--- Supplied data ---
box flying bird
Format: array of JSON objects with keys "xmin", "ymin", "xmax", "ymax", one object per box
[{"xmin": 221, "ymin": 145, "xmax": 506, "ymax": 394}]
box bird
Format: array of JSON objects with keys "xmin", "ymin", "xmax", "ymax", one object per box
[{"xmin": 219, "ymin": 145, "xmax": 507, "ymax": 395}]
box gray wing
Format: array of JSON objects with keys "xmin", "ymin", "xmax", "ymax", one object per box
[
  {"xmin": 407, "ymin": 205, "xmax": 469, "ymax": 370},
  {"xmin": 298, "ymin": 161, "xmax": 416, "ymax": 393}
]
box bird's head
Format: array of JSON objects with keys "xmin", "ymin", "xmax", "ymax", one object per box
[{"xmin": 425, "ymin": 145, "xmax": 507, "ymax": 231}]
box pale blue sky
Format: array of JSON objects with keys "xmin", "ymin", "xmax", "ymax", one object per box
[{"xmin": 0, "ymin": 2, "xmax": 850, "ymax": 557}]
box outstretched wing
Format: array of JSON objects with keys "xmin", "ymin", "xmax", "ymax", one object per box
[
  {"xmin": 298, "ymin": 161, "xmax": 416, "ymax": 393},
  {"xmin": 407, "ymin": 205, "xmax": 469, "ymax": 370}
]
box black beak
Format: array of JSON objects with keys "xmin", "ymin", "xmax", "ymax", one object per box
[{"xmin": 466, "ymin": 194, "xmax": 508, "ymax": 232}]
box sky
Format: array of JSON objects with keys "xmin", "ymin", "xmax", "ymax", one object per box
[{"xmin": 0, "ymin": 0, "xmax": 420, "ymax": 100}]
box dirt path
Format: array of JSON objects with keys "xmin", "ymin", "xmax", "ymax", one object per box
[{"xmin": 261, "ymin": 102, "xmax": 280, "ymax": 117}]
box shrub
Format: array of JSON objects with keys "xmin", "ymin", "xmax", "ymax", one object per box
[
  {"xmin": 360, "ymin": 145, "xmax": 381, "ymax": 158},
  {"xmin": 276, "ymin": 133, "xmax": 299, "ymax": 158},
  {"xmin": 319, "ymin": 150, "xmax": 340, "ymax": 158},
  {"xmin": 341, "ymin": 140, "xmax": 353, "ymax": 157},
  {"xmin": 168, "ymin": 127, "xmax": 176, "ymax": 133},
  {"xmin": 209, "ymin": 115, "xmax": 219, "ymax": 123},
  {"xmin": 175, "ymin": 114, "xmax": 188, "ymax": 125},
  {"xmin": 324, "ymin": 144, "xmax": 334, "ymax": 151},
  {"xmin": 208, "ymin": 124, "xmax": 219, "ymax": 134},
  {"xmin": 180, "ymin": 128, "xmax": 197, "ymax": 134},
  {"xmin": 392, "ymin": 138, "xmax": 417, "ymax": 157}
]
---
◆ **What the exercise asks**:
Copy every line of the material above, character for character, leaving nothing out and changing nothing.

◆ **Correct result**:
box flying bird
Format: array of JSON objects with keys "xmin", "ymin", "xmax", "ymax", one object per box
[{"xmin": 221, "ymin": 145, "xmax": 506, "ymax": 394}]
box bird
Format: array of JSON objects with keys "xmin", "ymin", "xmax", "ymax", one object per box
[{"xmin": 219, "ymin": 145, "xmax": 507, "ymax": 395}]
box gray wing
Format: array of JSON objects with keys "xmin", "ymin", "xmax", "ymax", one object per box
[
  {"xmin": 407, "ymin": 205, "xmax": 469, "ymax": 370},
  {"xmin": 298, "ymin": 161, "xmax": 416, "ymax": 393}
]
box bird's head
Format: array of JSON objects with keys "xmin", "ymin", "xmax", "ymax", one object per box
[{"xmin": 425, "ymin": 145, "xmax": 507, "ymax": 231}]
box pale blue sky
Format: array of JSON objects with keys "xmin", "ymin", "xmax", "ymax", one object per box
[{"xmin": 0, "ymin": 2, "xmax": 850, "ymax": 557}]
box outstretched wing
Format: array of JSON objects with keys "xmin", "ymin", "xmax", "ymax", one object per box
[
  {"xmin": 298, "ymin": 161, "xmax": 416, "ymax": 393},
  {"xmin": 407, "ymin": 205, "xmax": 469, "ymax": 370}
]
box black beak
Format: array of JSON objects with keys "xmin", "ymin", "xmax", "ymax", one object per box
[{"xmin": 466, "ymin": 194, "xmax": 508, "ymax": 232}]
box sky
Format: array of JSON objects with keys "xmin", "ymin", "xmax", "ymax", one object per box
[{"xmin": 0, "ymin": 0, "xmax": 420, "ymax": 100}]
box dirt path
Format: array of JSON objects with keys "xmin", "ymin", "xmax", "ymax", one object per box
[{"xmin": 261, "ymin": 102, "xmax": 280, "ymax": 117}]
box shrub
Format: array of JSON objects with keys "xmin", "ymin", "xmax", "ymax", one object per box
[
  {"xmin": 360, "ymin": 145, "xmax": 381, "ymax": 158},
  {"xmin": 276, "ymin": 133, "xmax": 299, "ymax": 158},
  {"xmin": 319, "ymin": 150, "xmax": 340, "ymax": 158},
  {"xmin": 341, "ymin": 140, "xmax": 353, "ymax": 157},
  {"xmin": 168, "ymin": 127, "xmax": 176, "ymax": 133},
  {"xmin": 209, "ymin": 115, "xmax": 219, "ymax": 123},
  {"xmin": 175, "ymin": 114, "xmax": 188, "ymax": 125},
  {"xmin": 324, "ymin": 144, "xmax": 334, "ymax": 151},
  {"xmin": 208, "ymin": 124, "xmax": 219, "ymax": 134},
  {"xmin": 180, "ymin": 128, "xmax": 197, "ymax": 134},
  {"xmin": 392, "ymin": 138, "xmax": 417, "ymax": 157}
]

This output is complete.